To do:
Once every line below has been checked for "pale", give only the number of lines that have it.

Data records:
======

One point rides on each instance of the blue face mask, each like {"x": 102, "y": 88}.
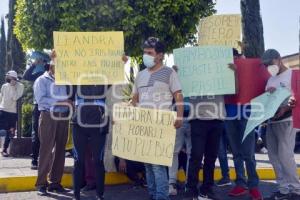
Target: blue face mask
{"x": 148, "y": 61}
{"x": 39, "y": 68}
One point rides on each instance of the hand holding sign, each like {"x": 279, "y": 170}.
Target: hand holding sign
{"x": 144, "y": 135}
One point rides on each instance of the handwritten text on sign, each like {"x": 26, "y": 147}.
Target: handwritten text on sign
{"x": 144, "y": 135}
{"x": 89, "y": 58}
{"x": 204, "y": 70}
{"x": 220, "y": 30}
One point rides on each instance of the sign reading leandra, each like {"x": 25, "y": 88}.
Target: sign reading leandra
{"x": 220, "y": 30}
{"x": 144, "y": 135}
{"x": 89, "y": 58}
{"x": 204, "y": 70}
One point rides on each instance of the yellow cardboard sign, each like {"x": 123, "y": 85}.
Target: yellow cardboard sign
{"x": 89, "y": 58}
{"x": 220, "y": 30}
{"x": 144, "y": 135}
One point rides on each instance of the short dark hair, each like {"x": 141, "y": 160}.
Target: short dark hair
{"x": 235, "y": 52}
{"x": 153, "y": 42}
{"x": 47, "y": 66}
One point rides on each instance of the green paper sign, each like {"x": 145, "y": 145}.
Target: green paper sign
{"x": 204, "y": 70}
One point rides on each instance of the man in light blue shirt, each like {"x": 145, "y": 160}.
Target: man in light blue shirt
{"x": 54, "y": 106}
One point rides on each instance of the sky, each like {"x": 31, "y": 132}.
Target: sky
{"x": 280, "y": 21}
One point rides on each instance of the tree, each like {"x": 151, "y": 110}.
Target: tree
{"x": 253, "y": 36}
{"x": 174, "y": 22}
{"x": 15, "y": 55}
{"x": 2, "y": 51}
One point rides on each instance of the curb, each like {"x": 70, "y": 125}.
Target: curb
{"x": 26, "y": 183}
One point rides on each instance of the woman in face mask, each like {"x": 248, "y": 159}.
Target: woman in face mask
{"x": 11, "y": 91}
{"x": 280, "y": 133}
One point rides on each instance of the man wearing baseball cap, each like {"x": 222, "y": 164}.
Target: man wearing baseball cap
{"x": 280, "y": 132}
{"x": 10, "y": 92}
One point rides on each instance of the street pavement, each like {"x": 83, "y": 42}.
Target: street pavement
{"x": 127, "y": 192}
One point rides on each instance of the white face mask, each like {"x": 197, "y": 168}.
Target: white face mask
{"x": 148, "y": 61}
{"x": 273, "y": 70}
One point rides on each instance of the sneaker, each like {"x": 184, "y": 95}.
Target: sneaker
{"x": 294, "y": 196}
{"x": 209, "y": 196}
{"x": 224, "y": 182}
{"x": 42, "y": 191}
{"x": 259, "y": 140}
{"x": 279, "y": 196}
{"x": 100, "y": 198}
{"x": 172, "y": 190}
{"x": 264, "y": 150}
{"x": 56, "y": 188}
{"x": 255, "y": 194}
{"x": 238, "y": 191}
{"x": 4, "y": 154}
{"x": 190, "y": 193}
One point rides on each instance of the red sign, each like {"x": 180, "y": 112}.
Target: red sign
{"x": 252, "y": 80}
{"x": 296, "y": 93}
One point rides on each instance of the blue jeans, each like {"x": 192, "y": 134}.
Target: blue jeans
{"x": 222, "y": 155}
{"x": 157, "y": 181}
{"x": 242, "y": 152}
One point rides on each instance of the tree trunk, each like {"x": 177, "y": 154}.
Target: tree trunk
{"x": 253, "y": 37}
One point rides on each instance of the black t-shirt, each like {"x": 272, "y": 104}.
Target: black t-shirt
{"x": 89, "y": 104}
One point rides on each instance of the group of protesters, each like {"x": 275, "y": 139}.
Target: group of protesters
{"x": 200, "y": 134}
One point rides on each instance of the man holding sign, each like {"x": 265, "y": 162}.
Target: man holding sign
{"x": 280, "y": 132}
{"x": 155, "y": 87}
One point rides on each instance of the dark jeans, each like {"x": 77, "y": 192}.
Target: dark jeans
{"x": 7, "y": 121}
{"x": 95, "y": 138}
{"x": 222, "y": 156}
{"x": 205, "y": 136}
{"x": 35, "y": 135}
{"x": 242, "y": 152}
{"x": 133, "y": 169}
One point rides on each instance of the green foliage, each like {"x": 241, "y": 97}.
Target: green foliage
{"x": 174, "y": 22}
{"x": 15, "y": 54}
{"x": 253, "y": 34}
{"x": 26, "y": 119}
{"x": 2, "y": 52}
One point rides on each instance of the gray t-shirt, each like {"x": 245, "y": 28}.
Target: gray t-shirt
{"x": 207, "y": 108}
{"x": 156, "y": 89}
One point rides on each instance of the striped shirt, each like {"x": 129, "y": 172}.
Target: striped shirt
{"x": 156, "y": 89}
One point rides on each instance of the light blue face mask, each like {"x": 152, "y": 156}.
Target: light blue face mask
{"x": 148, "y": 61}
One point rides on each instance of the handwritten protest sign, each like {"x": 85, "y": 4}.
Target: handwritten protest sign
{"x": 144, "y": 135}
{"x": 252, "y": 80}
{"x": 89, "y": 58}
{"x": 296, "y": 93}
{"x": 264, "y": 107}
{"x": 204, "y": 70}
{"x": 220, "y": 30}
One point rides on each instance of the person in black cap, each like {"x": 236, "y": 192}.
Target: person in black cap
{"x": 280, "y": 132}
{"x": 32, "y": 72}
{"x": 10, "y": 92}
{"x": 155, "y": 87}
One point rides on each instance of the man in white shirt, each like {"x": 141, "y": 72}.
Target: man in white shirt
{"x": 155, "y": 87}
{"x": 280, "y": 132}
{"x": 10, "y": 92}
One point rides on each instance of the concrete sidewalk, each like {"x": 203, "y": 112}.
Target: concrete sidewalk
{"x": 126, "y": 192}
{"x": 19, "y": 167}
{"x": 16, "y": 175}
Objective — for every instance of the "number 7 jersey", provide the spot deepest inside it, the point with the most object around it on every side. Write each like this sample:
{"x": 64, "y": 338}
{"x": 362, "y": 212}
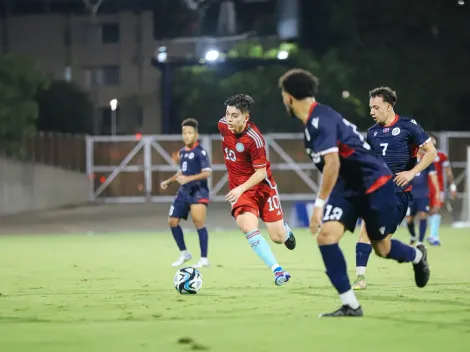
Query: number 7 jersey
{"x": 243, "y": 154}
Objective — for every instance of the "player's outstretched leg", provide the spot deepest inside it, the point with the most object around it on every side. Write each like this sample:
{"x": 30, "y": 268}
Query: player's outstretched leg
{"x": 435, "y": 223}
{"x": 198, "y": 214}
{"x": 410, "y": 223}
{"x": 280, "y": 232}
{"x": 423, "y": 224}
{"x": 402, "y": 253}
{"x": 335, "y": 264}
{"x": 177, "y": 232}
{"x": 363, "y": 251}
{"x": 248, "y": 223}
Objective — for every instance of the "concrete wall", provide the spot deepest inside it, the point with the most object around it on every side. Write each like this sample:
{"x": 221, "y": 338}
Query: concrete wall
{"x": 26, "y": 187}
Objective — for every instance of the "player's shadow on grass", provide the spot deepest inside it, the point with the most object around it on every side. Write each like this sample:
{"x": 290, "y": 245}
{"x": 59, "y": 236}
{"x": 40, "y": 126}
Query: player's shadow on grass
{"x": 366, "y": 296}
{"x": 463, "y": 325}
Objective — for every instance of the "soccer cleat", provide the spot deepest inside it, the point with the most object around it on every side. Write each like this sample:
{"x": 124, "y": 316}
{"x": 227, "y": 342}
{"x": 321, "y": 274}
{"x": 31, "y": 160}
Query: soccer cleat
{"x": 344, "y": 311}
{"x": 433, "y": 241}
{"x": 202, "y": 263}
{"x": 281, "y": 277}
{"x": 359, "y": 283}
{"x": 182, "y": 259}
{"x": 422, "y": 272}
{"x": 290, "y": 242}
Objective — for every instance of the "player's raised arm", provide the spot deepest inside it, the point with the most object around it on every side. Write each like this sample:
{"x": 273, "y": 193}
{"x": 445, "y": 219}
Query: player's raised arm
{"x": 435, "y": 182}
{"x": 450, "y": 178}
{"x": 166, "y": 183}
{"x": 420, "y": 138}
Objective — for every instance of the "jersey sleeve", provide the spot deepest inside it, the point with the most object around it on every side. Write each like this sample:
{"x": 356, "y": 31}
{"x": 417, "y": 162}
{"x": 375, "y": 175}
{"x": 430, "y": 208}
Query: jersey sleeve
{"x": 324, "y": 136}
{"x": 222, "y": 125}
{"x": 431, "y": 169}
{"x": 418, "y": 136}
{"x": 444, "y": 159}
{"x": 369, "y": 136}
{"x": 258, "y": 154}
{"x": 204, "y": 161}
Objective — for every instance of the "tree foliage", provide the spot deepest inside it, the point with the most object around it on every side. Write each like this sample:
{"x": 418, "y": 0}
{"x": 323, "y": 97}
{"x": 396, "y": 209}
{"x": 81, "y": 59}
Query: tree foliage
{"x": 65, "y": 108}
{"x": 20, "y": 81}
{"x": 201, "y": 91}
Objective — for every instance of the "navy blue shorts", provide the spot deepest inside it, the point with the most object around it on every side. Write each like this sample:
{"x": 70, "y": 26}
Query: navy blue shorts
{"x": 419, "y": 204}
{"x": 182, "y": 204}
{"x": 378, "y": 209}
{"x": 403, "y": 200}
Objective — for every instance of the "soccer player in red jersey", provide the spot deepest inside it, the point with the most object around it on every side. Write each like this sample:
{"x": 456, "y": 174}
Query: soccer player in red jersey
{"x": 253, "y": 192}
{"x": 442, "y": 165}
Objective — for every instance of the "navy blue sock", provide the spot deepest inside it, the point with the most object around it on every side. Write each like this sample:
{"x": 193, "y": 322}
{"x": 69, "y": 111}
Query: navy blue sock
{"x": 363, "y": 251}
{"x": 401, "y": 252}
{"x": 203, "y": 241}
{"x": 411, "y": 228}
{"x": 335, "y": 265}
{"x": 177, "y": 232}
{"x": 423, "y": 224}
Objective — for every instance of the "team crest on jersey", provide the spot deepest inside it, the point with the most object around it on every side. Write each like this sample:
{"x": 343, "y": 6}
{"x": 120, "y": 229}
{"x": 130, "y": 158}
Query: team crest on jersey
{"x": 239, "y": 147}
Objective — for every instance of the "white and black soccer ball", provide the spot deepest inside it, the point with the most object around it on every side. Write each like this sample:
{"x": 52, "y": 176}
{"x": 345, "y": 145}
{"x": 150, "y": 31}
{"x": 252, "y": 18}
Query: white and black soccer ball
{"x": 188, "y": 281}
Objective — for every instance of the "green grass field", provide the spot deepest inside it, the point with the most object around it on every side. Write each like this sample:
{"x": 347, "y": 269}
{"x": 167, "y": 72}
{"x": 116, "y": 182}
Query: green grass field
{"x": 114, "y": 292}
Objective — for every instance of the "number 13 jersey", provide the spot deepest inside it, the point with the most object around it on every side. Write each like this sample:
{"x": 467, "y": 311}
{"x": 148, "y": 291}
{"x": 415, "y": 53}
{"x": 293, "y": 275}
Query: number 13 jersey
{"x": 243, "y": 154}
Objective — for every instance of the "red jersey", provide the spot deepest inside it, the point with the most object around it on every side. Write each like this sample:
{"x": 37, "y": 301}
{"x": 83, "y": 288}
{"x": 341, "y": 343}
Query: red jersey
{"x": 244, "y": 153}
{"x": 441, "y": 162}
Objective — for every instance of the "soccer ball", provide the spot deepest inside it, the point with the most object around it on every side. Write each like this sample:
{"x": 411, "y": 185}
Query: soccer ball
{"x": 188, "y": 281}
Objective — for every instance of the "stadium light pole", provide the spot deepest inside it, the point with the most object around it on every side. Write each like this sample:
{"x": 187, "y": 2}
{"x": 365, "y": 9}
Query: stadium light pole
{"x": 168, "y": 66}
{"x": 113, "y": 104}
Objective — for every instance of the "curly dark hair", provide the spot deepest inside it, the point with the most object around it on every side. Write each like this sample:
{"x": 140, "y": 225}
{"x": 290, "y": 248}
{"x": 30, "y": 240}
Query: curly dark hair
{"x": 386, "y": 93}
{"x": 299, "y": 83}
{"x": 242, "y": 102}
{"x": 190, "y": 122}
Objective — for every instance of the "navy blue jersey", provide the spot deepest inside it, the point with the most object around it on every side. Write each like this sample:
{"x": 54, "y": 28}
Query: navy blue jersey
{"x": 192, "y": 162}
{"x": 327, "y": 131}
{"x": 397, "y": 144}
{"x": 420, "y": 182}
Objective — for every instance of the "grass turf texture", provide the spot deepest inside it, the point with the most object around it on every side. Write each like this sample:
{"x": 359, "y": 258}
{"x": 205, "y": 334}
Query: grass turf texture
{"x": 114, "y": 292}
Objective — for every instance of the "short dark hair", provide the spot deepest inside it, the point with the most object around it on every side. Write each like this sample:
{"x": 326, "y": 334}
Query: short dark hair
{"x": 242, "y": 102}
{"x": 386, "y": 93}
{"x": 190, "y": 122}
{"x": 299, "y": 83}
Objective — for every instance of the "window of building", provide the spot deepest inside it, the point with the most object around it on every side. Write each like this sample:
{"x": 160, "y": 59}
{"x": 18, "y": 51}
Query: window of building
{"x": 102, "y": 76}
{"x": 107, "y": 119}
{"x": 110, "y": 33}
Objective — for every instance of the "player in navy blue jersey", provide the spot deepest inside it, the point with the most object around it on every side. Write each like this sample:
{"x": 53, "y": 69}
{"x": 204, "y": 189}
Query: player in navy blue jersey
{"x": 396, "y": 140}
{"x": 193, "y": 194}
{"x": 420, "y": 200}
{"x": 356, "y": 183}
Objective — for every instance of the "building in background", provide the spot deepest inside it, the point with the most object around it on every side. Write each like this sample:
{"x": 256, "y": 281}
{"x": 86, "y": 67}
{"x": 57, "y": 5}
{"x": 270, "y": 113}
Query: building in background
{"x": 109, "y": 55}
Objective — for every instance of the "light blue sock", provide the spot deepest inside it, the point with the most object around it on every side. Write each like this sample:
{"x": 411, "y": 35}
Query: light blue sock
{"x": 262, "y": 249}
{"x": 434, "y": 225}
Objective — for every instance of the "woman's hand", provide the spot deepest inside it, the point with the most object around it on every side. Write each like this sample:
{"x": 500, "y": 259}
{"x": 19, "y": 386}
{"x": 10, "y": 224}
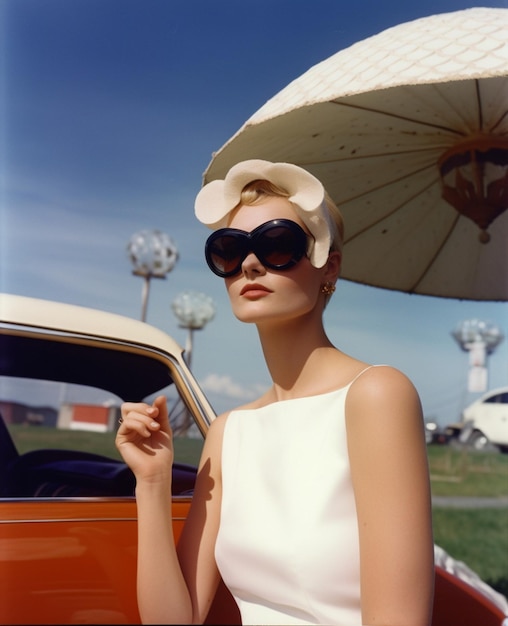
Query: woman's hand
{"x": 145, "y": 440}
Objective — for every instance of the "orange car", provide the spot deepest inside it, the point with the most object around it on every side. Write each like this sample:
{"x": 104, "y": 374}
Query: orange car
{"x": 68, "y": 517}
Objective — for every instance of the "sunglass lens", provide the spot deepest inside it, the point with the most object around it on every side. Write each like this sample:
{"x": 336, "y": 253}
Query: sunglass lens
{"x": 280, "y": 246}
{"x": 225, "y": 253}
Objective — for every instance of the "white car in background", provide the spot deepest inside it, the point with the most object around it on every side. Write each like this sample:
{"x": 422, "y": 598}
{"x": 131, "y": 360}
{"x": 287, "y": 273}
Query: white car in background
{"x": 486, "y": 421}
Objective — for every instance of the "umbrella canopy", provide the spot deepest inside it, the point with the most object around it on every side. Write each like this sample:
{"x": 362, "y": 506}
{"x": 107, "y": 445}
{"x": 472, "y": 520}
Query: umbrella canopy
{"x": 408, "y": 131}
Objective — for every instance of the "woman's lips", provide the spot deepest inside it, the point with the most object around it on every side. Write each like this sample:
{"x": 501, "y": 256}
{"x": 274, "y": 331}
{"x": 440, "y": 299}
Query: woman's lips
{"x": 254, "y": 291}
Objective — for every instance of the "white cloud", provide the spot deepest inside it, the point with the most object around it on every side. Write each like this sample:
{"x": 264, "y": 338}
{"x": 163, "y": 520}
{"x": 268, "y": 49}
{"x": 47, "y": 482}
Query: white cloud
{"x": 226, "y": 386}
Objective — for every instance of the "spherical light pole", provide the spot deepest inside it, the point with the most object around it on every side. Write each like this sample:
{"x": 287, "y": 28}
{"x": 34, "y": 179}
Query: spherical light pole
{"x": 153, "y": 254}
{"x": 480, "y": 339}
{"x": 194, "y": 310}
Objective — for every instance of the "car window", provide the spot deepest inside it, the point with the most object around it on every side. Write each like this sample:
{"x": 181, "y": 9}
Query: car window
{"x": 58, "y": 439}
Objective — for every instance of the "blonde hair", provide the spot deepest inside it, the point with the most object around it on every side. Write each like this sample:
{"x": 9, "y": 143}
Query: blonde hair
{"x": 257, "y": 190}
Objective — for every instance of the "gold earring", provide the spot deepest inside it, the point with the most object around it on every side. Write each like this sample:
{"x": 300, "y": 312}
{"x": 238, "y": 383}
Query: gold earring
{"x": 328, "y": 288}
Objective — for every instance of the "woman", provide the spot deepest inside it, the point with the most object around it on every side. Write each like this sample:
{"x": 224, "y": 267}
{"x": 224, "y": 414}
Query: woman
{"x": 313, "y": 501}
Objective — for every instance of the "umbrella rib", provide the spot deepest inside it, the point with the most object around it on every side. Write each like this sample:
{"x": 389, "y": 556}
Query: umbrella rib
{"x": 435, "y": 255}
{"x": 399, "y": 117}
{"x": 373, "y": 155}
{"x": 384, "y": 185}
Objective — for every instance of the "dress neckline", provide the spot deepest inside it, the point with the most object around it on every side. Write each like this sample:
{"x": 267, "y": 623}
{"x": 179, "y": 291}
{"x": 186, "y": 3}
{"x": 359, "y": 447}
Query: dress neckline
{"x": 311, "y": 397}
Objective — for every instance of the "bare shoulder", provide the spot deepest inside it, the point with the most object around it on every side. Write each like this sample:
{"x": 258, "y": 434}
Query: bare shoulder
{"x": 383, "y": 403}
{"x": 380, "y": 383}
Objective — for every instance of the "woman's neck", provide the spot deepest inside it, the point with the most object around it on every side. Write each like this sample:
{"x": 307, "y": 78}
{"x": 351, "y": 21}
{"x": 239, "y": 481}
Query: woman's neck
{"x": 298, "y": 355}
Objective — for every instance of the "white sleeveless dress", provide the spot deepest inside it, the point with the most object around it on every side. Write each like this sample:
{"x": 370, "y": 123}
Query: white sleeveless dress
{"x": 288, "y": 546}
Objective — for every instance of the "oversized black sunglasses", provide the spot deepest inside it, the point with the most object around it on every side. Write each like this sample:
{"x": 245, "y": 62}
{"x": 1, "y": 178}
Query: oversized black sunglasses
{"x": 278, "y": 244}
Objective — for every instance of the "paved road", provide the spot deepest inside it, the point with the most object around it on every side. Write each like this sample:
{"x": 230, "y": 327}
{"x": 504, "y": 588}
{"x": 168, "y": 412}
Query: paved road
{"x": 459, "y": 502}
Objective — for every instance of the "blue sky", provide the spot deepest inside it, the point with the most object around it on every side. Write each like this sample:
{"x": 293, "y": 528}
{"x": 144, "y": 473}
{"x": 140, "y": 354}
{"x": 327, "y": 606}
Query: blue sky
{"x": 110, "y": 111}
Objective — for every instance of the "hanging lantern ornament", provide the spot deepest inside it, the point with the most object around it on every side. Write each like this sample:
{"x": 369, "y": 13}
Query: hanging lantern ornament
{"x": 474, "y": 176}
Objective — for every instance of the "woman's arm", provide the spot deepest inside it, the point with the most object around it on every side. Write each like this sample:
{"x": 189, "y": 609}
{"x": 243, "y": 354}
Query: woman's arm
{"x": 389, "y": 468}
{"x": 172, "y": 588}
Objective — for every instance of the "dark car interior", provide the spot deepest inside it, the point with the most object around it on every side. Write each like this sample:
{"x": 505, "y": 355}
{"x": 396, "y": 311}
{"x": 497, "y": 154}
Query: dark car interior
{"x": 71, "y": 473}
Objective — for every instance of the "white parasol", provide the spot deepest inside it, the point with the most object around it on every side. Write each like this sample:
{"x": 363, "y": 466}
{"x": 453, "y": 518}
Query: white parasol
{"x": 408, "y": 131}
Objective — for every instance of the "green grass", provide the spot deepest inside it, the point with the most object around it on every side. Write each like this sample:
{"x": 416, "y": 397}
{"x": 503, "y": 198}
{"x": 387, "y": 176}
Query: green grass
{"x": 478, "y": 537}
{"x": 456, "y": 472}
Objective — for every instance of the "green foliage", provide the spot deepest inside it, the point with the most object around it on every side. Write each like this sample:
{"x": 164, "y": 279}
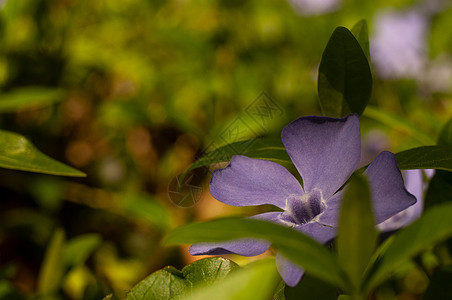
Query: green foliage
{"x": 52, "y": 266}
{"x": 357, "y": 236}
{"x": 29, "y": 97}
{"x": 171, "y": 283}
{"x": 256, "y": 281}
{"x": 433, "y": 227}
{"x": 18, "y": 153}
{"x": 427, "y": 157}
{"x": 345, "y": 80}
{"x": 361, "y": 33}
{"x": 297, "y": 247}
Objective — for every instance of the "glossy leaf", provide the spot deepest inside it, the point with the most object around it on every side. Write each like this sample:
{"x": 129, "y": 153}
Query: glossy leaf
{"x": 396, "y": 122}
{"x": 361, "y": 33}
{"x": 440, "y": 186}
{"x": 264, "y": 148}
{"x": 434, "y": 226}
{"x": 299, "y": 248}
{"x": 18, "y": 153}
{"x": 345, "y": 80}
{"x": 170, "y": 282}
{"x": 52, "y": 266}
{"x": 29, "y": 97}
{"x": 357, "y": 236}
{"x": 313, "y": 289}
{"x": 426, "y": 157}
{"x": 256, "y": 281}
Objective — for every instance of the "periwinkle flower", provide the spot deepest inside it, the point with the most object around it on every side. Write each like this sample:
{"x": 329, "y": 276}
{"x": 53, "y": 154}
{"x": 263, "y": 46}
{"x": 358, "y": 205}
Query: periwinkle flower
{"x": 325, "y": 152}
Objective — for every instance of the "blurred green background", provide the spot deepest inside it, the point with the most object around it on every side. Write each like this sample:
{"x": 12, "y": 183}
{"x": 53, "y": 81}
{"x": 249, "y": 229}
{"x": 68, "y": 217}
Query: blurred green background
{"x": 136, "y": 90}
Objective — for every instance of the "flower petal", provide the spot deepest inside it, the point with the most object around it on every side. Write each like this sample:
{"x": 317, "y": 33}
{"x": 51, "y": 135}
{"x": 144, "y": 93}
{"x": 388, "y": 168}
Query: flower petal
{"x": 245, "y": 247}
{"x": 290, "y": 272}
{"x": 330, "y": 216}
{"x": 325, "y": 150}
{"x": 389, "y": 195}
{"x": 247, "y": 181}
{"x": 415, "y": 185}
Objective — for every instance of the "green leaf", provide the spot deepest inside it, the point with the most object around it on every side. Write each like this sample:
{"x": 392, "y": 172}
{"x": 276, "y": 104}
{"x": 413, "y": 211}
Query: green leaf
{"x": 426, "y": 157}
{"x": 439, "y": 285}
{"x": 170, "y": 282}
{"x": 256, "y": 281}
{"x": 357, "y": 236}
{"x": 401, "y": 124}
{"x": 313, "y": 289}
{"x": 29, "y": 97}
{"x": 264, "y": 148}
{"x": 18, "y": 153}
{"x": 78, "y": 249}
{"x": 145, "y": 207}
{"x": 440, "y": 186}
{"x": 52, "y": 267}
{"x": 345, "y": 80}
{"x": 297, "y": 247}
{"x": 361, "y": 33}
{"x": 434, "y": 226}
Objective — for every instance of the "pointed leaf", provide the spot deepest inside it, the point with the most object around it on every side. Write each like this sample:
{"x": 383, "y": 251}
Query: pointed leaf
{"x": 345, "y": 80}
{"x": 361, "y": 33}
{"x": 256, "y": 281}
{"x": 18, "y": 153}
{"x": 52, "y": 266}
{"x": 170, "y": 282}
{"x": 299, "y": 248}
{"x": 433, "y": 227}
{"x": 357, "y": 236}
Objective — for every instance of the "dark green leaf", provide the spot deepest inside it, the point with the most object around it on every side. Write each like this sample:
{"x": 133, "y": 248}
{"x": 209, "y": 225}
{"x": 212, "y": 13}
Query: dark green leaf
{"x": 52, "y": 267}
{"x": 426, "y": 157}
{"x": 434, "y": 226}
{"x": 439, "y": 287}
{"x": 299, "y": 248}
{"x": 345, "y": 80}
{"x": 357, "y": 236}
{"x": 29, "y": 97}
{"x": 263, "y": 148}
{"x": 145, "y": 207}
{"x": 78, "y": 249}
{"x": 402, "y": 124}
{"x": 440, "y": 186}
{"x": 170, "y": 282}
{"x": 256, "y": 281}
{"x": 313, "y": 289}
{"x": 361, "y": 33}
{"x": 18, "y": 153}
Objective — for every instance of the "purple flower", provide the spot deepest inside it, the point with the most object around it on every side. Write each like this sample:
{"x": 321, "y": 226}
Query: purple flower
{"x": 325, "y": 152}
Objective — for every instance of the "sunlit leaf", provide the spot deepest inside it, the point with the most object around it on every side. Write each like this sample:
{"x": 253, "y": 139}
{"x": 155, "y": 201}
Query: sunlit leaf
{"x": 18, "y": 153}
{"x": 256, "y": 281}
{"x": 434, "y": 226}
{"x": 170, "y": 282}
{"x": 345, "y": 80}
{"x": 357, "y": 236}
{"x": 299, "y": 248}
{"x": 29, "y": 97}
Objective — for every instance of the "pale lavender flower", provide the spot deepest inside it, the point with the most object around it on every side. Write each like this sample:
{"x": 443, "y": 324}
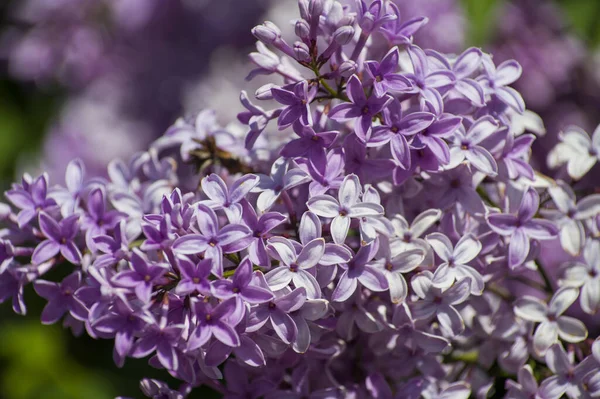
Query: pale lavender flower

======

Answer for the task:
2